:: TEXTE SOURCE ::
La pandémie menace le service postal alors que son rayonnement abordable et universel est plus nécessaire que jamais. La semaine dernière, l'USPS a livré les directives du président Trump pour la distanciation sociale à tous les ménages américains. Tandis que le volume du courrier a chuté ces dernières semaines, la livraison de colis a augmenté en flèche alors que des millions d'Américains, restant bien à l'abri pour arrêter la propagation du virus mortel de la COVID-19, commandent en ligne. Le service postal doit aussi être là pour nous lorsque des tests de dépistage autoadministrés et des médicaments thérapeutiques seront développés pour combattre le virus.

Le service postal, qui au coeur de l'industrie du traitement de courrier de 1,6 billion de dollars et fait travailler 7 millions d'Américains, sera aussi indispensable pour la reprise économique. Il livrera des chèques visant à stimuler l'économie aux dizaines de millions de personnes qui n'ont pas de compte bancaire ou qui n'ont pas divulgué leur information bancaire au Service de revenu interne (IRS). Dès que la crise aura pris fin, le pays et les entreprises auront besoin du service postal pour rétablir l'économie. En effet, en temps normal, l'USPS livre 4 millions d'ordonnances aux ménages américains. Le tiers des factures des ménages sont encore payées par courrier, et des millions de petites entreprises et de marchands à domicile comptent sur le service postal pour la livraison de colis, de factures et de paiements.
:::
:: DONNÉES EXTRAITES ::
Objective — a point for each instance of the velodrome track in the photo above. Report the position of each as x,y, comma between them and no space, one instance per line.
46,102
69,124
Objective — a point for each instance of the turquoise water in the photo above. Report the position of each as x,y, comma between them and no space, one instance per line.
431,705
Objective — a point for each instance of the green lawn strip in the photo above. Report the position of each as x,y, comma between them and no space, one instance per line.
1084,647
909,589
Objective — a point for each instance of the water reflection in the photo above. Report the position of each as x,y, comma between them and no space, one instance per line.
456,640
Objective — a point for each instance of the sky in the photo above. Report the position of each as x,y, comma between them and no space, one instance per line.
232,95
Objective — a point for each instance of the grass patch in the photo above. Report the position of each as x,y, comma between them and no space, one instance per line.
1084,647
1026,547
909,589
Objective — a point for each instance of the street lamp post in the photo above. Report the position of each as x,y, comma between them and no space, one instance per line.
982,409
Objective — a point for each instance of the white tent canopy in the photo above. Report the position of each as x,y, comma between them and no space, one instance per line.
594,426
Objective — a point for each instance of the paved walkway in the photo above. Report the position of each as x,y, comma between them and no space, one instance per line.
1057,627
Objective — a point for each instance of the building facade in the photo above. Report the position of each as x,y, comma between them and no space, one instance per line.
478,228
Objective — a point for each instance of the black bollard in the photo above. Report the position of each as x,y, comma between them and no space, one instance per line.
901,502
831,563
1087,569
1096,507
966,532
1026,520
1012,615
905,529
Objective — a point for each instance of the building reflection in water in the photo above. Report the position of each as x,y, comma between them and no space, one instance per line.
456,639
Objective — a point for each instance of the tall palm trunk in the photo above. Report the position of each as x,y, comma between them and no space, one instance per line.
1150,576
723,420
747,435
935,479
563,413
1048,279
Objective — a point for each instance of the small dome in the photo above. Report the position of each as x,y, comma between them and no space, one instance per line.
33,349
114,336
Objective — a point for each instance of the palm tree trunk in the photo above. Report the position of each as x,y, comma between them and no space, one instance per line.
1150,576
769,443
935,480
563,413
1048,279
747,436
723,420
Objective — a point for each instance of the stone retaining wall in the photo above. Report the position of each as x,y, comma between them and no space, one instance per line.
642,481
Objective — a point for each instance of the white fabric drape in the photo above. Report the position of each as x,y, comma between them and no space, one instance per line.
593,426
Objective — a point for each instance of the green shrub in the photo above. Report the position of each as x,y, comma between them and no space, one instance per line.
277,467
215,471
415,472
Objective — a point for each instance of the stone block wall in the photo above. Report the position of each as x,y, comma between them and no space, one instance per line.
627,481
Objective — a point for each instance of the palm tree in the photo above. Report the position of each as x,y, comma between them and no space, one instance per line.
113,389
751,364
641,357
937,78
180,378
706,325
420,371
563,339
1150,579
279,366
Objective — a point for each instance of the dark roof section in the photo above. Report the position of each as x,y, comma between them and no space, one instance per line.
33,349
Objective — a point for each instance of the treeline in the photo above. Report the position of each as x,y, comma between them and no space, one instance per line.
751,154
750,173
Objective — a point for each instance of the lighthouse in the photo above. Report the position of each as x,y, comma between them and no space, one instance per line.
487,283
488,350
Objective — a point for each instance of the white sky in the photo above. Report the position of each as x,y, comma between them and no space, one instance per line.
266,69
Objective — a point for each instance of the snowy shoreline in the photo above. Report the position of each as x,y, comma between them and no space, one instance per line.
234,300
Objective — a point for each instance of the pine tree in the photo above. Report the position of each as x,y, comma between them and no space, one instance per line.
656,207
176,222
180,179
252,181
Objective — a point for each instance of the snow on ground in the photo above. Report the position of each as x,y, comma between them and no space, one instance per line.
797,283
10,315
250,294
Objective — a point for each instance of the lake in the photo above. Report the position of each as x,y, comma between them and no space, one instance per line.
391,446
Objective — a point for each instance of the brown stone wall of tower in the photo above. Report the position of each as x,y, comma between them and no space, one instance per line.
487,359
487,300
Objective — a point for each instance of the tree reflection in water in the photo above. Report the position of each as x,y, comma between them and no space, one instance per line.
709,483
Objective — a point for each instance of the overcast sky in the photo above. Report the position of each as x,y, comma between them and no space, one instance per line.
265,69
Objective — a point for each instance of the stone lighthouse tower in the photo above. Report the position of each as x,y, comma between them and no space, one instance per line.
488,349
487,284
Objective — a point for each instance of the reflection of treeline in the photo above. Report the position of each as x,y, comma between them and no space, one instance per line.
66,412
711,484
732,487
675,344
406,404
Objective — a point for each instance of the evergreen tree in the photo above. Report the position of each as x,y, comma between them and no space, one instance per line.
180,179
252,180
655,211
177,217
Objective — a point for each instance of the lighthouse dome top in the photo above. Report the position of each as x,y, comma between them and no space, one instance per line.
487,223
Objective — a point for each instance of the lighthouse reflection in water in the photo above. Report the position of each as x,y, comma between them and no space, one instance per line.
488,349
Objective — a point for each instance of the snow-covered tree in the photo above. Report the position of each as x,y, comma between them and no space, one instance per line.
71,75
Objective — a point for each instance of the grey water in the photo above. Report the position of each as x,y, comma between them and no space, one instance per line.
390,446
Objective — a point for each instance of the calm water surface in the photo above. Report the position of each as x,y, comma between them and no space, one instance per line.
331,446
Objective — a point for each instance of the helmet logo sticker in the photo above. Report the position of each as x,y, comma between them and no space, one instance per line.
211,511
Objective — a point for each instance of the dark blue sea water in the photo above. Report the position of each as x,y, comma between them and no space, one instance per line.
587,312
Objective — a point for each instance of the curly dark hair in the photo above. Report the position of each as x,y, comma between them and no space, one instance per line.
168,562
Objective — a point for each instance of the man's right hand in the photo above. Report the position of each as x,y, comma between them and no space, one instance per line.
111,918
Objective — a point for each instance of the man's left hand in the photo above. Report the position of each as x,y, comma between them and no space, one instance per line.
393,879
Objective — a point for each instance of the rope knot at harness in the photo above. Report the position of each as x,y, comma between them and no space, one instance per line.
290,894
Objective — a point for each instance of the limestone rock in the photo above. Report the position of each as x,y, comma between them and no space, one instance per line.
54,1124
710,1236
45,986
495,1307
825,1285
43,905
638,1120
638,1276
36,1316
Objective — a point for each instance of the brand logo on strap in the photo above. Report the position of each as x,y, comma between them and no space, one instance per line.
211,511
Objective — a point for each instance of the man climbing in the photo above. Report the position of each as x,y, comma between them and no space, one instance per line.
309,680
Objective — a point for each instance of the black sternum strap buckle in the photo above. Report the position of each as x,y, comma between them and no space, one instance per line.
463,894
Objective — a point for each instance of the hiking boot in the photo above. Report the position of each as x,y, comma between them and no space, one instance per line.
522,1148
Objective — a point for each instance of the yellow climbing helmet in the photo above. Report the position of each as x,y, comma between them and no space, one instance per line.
:::
> **CONSIGNE**:
Recopiez mot pour mot le passage du texte sur le service postal qui va de « Le service postal, qui » à « et de paiements. », ces deux bornes comprises.

> **CORRIGÉ**:
Le service postal, qui au coeur de l'industrie du traitement de courrier de 1,6 billion de dollars et fait travailler 7 millions d'Américains, sera aussi indispensable pour la reprise économique. Il livrera des chèques visant à stimuler l'économie aux dizaines de millions de personnes qui n'ont pas de compte bancaire ou qui n'ont pas divulgué leur information bancaire au Service de revenu interne (IRS). Dès que la crise aura pris fin, le pays et les entreprises auront besoin du service postal pour rétablir l'économie. En effet, en temps normal, l'USPS livre 4 millions d'ordonnances aux ménages américains. Le tiers des factures des ménages sont encore payées par courrier, et des millions de petites entreprises et de marchands à domicile comptent sur le service postal pour la livraison de colis, de factures et de paiements.